(Segmentation dataset records)
= = = = =

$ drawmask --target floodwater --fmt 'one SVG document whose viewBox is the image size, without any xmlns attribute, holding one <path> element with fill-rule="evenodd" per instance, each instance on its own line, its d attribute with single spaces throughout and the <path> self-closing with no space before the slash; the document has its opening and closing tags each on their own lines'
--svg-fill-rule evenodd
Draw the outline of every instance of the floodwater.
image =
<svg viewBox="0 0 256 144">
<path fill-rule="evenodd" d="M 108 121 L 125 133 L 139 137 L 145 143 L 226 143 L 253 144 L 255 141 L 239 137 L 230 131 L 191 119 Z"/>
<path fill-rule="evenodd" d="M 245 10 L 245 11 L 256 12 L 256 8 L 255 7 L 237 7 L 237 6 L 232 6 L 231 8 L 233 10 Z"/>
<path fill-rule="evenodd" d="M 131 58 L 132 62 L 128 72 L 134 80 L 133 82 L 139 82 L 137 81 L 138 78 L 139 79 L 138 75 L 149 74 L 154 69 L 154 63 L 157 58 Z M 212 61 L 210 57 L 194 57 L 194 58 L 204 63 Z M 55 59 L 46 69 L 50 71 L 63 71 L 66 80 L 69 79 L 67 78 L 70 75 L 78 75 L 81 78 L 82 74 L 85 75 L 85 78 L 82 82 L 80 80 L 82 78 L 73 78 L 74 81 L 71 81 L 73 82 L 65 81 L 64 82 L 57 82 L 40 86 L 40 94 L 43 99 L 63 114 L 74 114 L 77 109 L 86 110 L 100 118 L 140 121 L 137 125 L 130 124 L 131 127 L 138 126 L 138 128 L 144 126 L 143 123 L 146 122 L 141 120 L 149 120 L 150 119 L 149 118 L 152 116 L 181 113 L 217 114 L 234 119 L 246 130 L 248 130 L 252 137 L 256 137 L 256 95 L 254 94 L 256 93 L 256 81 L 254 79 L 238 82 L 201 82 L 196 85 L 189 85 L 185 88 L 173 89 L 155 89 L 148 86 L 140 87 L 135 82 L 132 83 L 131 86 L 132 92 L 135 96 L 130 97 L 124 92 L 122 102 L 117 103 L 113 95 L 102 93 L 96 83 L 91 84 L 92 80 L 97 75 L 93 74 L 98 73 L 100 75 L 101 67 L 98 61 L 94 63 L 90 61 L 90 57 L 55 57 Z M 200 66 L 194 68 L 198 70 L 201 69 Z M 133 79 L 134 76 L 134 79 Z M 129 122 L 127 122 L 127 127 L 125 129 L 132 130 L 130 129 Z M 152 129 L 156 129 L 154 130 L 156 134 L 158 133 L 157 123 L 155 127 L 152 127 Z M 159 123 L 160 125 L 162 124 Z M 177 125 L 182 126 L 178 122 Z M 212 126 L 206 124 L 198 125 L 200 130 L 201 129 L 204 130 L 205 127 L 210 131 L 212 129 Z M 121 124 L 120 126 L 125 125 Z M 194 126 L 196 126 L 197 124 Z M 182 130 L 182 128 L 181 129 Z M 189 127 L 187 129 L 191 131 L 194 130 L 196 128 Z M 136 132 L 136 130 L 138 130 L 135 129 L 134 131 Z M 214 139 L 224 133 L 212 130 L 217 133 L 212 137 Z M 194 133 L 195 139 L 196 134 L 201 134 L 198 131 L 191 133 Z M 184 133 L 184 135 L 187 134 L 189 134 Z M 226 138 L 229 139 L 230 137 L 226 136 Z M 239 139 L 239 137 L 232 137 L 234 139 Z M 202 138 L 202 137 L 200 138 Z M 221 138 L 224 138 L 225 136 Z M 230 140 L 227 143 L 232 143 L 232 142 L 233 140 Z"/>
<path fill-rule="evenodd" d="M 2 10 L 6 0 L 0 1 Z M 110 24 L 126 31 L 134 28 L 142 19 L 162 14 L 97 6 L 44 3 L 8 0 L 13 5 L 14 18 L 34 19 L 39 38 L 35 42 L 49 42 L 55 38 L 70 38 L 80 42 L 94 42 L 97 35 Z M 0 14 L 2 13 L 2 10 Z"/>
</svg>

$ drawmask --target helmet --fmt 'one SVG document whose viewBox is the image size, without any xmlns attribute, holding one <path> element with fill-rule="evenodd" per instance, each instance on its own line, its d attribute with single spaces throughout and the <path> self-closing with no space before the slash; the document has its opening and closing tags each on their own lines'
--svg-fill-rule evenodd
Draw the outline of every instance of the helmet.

= = = = =

Copy out every line of the records above word for word.

◆ The response:
$ drawmask --target floodwater --fmt 'one SVG document whose viewBox is the image size, without any xmlns attribute, holding one <path> element with fill-rule="evenodd" per instance, each instance on its own line, its d attribute with single spaces throughout and the <path> self-closing with no space before the slash; the document has its opening and closing tags each on their own lines'
--svg-fill-rule evenodd
Draw the outline of every instance of the floodwater.
image =
<svg viewBox="0 0 256 144">
<path fill-rule="evenodd" d="M 108 121 L 125 133 L 139 137 L 145 143 L 226 143 L 253 144 L 255 141 L 239 137 L 230 131 L 191 119 Z"/>
<path fill-rule="evenodd" d="M 245 10 L 245 11 L 256 12 L 256 8 L 255 7 L 237 7 L 237 6 L 232 6 L 231 8 L 233 10 Z"/>
<path fill-rule="evenodd" d="M 131 58 L 132 62 L 128 72 L 134 80 L 133 82 L 139 82 L 137 81 L 138 78 L 139 79 L 138 75 L 149 74 L 154 69 L 154 63 L 157 58 Z M 212 61 L 210 57 L 194 57 L 194 58 L 204 63 Z M 55 59 L 46 69 L 50 71 L 63 71 L 66 80 L 69 79 L 67 78 L 70 75 L 78 75 L 81 78 L 82 74 L 85 75 L 85 78 L 82 82 L 80 80 L 82 78 L 73 78 L 74 81 L 71 81 L 73 82 L 65 81 L 64 82 L 57 82 L 40 86 L 40 94 L 43 99 L 63 114 L 74 114 L 77 109 L 86 110 L 100 118 L 140 121 L 137 125 L 130 124 L 131 127 L 138 126 L 138 128 L 144 126 L 143 123 L 146 122 L 141 120 L 149 120 L 150 119 L 149 118 L 152 116 L 181 113 L 217 114 L 234 119 L 246 130 L 248 130 L 252 137 L 256 137 L 256 95 L 254 94 L 256 93 L 256 81 L 254 79 L 238 82 L 201 82 L 196 85 L 189 85 L 185 88 L 173 89 L 155 89 L 148 86 L 140 87 L 135 82 L 132 83 L 131 86 L 132 92 L 135 96 L 130 97 L 124 92 L 122 102 L 117 103 L 113 95 L 102 93 L 96 83 L 91 84 L 92 80 L 97 75 L 93 74 L 98 73 L 100 75 L 101 67 L 98 61 L 94 63 L 90 61 L 90 57 L 55 57 Z M 200 66 L 194 68 L 198 70 L 201 69 Z M 133 79 L 134 76 L 134 79 Z M 129 122 L 127 122 L 127 127 L 125 129 L 132 130 L 130 129 Z M 152 129 L 156 129 L 154 130 L 156 134 L 158 133 L 157 123 L 155 127 L 152 127 Z M 159 123 L 160 125 L 162 124 Z M 177 125 L 182 126 L 178 122 Z M 212 126 L 206 124 L 198 125 L 200 130 L 201 129 L 204 130 L 205 127 L 210 131 L 212 129 Z M 121 124 L 120 126 L 125 125 Z M 194 126 L 196 126 L 197 124 Z M 182 130 L 182 128 L 181 129 Z M 189 127 L 187 129 L 191 131 L 194 130 L 196 128 Z M 136 132 L 136 130 L 138 130 L 135 129 L 134 131 Z M 214 139 L 224 133 L 212 130 L 217 133 L 212 137 Z M 194 133 L 195 139 L 196 134 L 201 134 L 198 131 L 191 133 Z M 184 133 L 184 135 L 187 134 L 189 134 Z M 226 138 L 229 139 L 230 137 L 226 136 Z M 239 139 L 239 137 L 232 137 L 234 139 Z M 202 138 L 202 137 L 200 138 Z M 221 138 L 224 138 L 225 136 Z M 230 140 L 227 143 L 232 143 L 232 142 L 233 140 Z"/>
<path fill-rule="evenodd" d="M 2 10 L 6 0 L 0 1 Z M 110 24 L 126 31 L 134 28 L 142 19 L 162 14 L 97 6 L 44 3 L 8 0 L 13 5 L 14 18 L 34 19 L 39 38 L 35 42 L 49 42 L 55 38 L 70 38 L 80 42 L 94 42 L 97 35 Z M 0 14 L 2 13 L 2 10 Z"/>
</svg>

$ drawmask --target helmet --fmt 'one SVG document whose viewBox is the image size, without any xmlns attribute, holding one <path> element with fill-rule="evenodd" per instance, each instance on its own line, its d attribute with single spaces throughout and the <path> self-closing with no space before the slash; the document has its opening and closing tags each on their own lines'
--svg-fill-rule evenodd
Draw the outline of every instance of the helmet.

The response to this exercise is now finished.